- [DATA]
╔══
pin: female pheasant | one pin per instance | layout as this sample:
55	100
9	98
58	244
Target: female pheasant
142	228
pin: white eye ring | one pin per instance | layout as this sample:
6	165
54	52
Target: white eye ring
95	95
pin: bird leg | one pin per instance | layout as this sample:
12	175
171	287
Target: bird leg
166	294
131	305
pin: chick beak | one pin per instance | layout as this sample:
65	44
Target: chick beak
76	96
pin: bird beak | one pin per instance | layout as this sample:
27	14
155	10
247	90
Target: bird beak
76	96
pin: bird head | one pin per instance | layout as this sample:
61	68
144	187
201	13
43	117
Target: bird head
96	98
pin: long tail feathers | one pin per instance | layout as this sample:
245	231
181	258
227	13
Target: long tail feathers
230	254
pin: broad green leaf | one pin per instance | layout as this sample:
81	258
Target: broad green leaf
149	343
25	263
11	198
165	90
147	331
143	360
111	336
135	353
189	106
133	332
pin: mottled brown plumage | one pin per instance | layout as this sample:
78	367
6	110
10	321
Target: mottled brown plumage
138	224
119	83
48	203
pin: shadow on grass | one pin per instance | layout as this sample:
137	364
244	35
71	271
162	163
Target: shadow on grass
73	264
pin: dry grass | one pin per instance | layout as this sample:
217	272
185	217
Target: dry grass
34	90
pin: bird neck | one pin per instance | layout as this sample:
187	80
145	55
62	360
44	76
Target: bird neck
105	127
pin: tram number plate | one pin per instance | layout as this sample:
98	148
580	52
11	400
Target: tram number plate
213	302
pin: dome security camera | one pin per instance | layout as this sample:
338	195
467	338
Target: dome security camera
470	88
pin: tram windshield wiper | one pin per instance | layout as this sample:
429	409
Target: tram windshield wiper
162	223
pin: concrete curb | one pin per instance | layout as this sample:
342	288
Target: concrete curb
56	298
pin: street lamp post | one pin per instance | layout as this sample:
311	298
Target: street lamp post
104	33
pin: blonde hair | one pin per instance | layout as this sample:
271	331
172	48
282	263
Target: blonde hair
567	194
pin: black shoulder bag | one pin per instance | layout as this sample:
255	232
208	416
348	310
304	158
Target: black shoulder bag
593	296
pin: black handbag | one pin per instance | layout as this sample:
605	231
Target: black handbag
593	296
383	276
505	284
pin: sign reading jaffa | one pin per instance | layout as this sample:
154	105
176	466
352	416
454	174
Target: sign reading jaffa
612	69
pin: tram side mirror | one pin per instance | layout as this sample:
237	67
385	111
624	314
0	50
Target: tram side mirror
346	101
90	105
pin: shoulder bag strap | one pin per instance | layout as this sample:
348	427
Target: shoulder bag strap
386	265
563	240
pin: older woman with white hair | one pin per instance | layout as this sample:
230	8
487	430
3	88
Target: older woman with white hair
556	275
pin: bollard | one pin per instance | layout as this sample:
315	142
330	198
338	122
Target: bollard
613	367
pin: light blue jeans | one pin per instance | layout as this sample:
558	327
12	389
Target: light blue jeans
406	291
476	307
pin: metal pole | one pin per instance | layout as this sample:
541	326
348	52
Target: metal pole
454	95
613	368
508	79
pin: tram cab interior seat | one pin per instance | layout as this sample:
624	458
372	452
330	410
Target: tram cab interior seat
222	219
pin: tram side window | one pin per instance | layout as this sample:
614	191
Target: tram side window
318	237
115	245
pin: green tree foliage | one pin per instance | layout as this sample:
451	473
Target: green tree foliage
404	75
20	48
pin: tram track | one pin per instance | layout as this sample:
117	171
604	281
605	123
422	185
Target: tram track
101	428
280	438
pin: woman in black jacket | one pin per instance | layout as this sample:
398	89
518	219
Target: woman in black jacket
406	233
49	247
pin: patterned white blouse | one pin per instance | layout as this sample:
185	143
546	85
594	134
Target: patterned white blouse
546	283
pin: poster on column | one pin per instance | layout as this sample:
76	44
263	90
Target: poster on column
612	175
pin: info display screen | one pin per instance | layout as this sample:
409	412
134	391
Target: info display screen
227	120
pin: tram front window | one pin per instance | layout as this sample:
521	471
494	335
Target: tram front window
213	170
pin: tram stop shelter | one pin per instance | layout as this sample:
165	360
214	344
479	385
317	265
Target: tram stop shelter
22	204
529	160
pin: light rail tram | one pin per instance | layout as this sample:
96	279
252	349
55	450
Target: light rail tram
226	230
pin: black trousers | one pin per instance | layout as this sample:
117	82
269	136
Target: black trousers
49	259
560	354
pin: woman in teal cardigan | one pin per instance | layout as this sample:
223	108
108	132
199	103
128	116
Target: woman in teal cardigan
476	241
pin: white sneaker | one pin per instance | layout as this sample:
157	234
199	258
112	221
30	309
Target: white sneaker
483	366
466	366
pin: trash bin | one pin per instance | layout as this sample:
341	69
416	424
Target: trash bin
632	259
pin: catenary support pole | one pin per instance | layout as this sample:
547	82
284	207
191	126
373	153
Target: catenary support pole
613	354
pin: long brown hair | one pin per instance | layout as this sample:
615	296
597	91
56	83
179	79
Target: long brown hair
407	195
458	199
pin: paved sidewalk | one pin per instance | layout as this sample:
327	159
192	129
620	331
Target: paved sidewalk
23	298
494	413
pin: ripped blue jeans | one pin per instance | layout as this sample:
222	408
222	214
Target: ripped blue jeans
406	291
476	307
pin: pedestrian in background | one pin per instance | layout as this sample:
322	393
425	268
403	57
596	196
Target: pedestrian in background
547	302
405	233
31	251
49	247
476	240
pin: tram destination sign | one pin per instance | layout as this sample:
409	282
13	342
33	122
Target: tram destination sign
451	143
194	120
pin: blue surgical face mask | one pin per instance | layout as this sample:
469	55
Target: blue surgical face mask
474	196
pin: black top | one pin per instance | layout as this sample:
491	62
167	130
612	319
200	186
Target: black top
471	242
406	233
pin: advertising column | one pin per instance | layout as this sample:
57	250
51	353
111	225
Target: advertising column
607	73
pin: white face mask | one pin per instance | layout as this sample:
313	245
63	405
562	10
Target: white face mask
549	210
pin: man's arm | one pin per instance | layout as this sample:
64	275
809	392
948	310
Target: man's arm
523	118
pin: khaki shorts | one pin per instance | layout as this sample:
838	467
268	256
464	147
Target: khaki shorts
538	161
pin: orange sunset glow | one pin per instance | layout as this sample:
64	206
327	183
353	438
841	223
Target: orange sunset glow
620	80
╚══
- [TASK] Retype the records in full. Keep every line identical to the original.

- [TASK RESULT]
pin: female pheasant | one pin per instance | layout as this sample:
55	100
9	98
58	244
Target: female pheasant
142	228
pin: white eye ring | one pin per instance | layout as this sample:
6	165
54	52
Target: white eye ring
95	95
pin: bird leg | one pin per instance | layout as this sample:
12	175
171	287
Target: bird leg
166	294
131	305
pin: chick beak | one pin per instance | layout as this sample:
65	44
Target: chick beak
76	96
pin: bird beak | one pin per instance | layout as this sample:
27	14
155	10
247	90
Target: bird beak
76	96
pin: bird head | one pin per instance | layout as this sample:
61	68
144	187
201	13
43	117
Target: bird head
96	98
pin: long tail feathers | one pin per instance | layout as this sample:
245	231
181	258
227	13
Target: long tail feathers
230	254
pin: broad green leaf | one pin per instance | layout as this sample:
81	258
Target: broad green leaf
149	343
25	263
11	198
165	90
147	331
143	360
111	336
135	353
189	106
133	332
pin: mottled brown plumage | one pin per instance | layout as this sample:
78	367
6	110
10	321
Target: mottled brown plumage
138	224
119	83
48	203
pin: shadow on grass | one pin per instance | layout as this sample:
137	364
244	35
71	271
162	163
Target: shadow on grass
73	264
pin: dry grass | one pin per instance | layout as this sample:
217	272
185	217
Target: dry grass
34	90
pin: bird neck | one pin per instance | layout as this sample:
187	80
145	55
62	360
44	76
Target: bird neck
105	127
pin: tram number plate | one pin per instance | layout as this sample:
98	148
580	52
11	400
Target: tram number plate
213	302
pin: dome security camera | one pin per instance | layout as this sample:
338	195
467	338
Target: dome security camera
470	88
pin: tram windshield wiper | one pin per instance | layout as this sample:
429	409
Target: tram windshield wiper
162	223
pin: concrete curb | one pin per instance | layout as this sample:
342	288
Target: concrete curb
56	298
pin: street lamp post | one pin per instance | layout as this sample:
311	298
Target: street lamp post
104	33
pin: blonde hair | one pin per instance | layout as this sample:
271	331
172	48
282	263
Target: blonde hair
567	194
pin: black shoulder bag | one pin per instance | layout as this sample:
255	232
208	416
348	310
304	158
Target: black shoulder bag
593	296
pin: black handbag | one pin per instance | layout as this sample:
605	231
Target: black handbag
593	296
383	276
505	284
pin: sign reading jaffa | one pin per instance | layout as this sample:
154	105
176	466
352	416
454	174
Target: sign reading jaffa
612	69
pin: tram side mirror | one pin per instance | layout as this sample:
237	67
385	111
624	314
0	50
Target: tram side mirror
346	101
90	105
pin: shoulder bag strap | one pin per instance | layout as this sample:
348	427
Target: shoulder bag strap
386	265
563	240
pin: older woman with white hair | one pin per instance | layout as this sample:
230	8
487	430
3	88
Target: older woman with white hair
556	275
pin: bollard | one pin per instance | layout as this sample:
315	142
330	198
338	122
Target: bollard
613	367
pin: light blue jeans | one pin per instance | layout as this sample:
558	327
12	389
Target: light blue jeans
406	291
476	307
pin: metal pole | one pin per instance | layout as this sample:
541	326
348	52
Target: metal pole
454	95
613	368
508	79
pin: tram cab interior seat | one pin per instance | layout as this sample:
624	458
372	452
330	410
Target: tram cab interior seat
222	219
pin: tram side window | one pin per instance | layout as this sample:
614	191
Target: tram side window
318	237
115	245
pin: green tree foliage | one pin per instance | layout as this sample:
451	473
Target: green tree foliage
404	75
20	48
pin: tram track | one pin per instance | layout as this sample:
117	171
604	281
605	123
422	185
Target: tram track
101	428
280	438
pin: woman in black jacket | one pin per instance | layout as this sample:
398	89
518	219
Target: woman in black jacket
406	233
49	247
pin: patterned white blouse | one pin per instance | layout as this sample:
185	143
546	85
594	134
Target: patterned white blouse
546	283
pin: poster on column | one pin per instance | layout as this sample:
76	44
263	90
Target: poster on column
612	175
pin: info display screen | one pin per instance | layout as this sample:
409	412
134	391
Target: info display screen
227	120
pin: tram front window | one pin per instance | layout as this sample:
521	471
494	335
Target: tram front window
213	170
pin: tram stop shelter | one pin per instance | layout as this sample:
165	360
214	344
479	385
317	265
Target: tram stop shelter
22	204
529	160
pin: light rail tram | one pin per instance | layout as this sample:
96	279
252	349
55	450
Target: light rail tram
226	230
pin: black trousers | one pin per instance | layout as this sample:
117	82
269	136
Target: black trousers
49	259
560	354
pin: woman in teal cardigan | one pin per instance | layout as this sample:
223	108
108	132
199	103
128	116
Target: woman in teal cardigan
476	241
pin: white sneaker | one pin per instance | layout as this sample:
157	234
199	258
112	221
30	309
Target: white sneaker
483	366
466	366
pin: trash bin | one pin per instance | layout as this sample:
341	69
416	424
Target: trash bin
632	259
pin: catenary support pole | one pin per instance | layout as this sample:
547	82
284	207
191	126
373	153
Target: catenary support pole
613	354
pin: long brown hair | one pin per instance | layout as this sample:
615	296
597	91
56	83
179	79
Target: long brown hair
407	195
458	199
pin: paved sidewalk | one pin per instance | layout as this sample:
327	159
192	129
620	331
Target: paved sidewalk
23	298
494	413
pin: ripped blue jeans | one pin per instance | layout as this sample:
222	408
222	214
Target: ripped blue jeans
406	291
476	307
pin: pedestrian in background | one pin per instance | layout as this sample:
322	393
425	268
403	57
596	196
Target: pedestrian in background
547	302
405	233
31	251
49	247
476	240
pin: tram destination sign | one pin per instance | layout as this sample:
409	282
13	342
33	122
Target: tram destination sign
451	143
194	120
pin: blue surgical face mask | one pin per instance | layout as this sample:
469	55
Target: blue surgical face mask
474	196
pin: black top | one pin per instance | layout as this sample:
491	62
167	130
612	319
200	186
Target: black top
471	242
406	233
pin: advertising column | one pin per instance | layout as this sample:
57	250
51	353
111	225
Target: advertising column
607	73
pin: white face mask | one pin per instance | layout as this sample:
313	245
63	405
562	10
Target: white face mask
549	210
pin: man's arm | one pin per instance | layout as this sample:
64	275
809	392
948	310
Target: man's arm
523	118
pin: khaki shorts | one pin per instance | layout as this sample:
838	467
268	256
464	147
Target: khaki shorts
538	161
pin: orange sunset glow | one pin per instance | layout as this sample:
64	206
327	183
353	438
841	223
Target: orange sunset glow
620	80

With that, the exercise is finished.